- _TASK OBJECTIVE_
In the abstract on primacy recall in mild cognitive impairment, how is the delayed primacy score defined?

- _PASSAGE FOR REVIEW_
* * * * *
Front Aging Neurosci. 2016;8:244

Authors: Brueggen K, Kasper E, Dyrba M, Bruno D, Pomara N, Ewers M, Duering M, Bürger K, Teipel SJ

Abstract
Background: The "primacy effect," i.e., increased memory recall for the first items of a series compared to the following items, is reduced in amnestic mild cognitive impairment (aMCI). Memory task-fMRI studies demonstrated that primacy recall is associated with higher activation of the hippocampus and temporo-parietal and frontal cortical regions in healthy subjects. Functional magnetic resonance imaging (fMRI) at resting state revealed that hippocampus functional connectivity (FC) with neocortical brain areas, including regions of the default mode network (DMN), is altered in aMCI. The present study aimed to investigate whether resting state fMRI FC between the hippocampus and cortical brain regions, especially the DMN, is associated with primacy recall performance in aMCI. Methods: A number of 87 aMCI patients underwent resting state fMRI and verbal episodic memory assessment. FC between the left or right hippocampus, respectively, and all other voxels in gray matter was mapped voxel-wise and used in whole-brain regression analyses, testing whether FC values predicted delayed primacy recall score. The delayed primacy score was defined as the number of the first four words recalled on the California Verbal Learning Test. Additionally, a partial least squares (PLS) analysis was performed, using DMN regions as seeds to identify the association of their functional interactions with delayed primacy recall. Results: Voxel-based analyses indicated that delayed primacy recall was mainly (positively) associated with higher FC between the left and right hippocampus. Additionally, significant associations were found for higher FC between the left hippocampus and bilateral temporal cortex, frontal cortical regions, and for higher FC between the right hippocampus and right temporal cortex, right frontal cortical regions, left medial frontal cortex and right amygdala (p < 0.01, uncorr.). PLS analysis revealed positive associations of delayed primacy recall with FC between regions of the DMN, including the left and right hippocampus, as well as middle cingulate cortex and thalamus (p < 0.04). In conclusion, in the light of decreased hippocampus function in aMCI, inter-hemispheric hippocampus FC and hippocampal FC with brain regions predominantly included in the DMN may contribute to residual primacy recall in aMCI.
* * * * *
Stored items
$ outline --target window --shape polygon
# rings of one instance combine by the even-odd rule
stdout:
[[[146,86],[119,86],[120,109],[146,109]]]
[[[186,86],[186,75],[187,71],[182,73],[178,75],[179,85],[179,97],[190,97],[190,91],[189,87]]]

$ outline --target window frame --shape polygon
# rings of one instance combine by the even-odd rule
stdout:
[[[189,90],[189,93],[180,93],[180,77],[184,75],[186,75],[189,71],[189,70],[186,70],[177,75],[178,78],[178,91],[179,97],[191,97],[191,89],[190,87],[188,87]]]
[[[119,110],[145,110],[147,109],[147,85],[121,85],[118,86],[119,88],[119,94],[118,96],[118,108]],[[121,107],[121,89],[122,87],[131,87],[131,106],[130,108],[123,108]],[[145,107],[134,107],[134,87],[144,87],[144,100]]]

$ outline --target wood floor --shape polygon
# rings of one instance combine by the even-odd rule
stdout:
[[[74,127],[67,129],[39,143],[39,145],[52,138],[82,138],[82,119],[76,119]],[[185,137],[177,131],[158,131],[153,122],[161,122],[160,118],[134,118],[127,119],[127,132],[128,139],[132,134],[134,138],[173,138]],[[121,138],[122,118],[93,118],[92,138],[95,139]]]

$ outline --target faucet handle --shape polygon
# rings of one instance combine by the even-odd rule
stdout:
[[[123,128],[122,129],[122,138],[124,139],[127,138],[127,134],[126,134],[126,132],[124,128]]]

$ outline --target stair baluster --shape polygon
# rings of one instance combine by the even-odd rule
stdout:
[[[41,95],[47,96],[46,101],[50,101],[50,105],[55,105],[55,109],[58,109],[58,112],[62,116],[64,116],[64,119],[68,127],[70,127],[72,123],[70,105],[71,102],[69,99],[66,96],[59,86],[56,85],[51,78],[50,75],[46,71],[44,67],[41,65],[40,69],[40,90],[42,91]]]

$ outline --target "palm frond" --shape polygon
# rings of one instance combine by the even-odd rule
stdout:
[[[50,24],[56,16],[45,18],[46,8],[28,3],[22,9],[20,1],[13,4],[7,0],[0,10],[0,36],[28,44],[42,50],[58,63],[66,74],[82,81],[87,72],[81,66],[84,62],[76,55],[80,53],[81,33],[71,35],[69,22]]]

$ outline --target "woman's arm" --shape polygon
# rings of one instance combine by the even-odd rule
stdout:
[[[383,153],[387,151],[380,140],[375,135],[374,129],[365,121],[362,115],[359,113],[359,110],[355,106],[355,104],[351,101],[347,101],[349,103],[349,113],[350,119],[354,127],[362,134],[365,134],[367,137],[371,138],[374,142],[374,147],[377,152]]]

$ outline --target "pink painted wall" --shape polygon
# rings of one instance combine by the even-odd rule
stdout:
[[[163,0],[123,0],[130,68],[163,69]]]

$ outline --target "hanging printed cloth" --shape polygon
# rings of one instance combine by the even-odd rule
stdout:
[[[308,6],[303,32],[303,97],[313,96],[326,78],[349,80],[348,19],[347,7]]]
* * * * *
- _SOLUTION TO THE EXERCISE_
It is the number of the first four words recalled on the California Verbal Learning Test.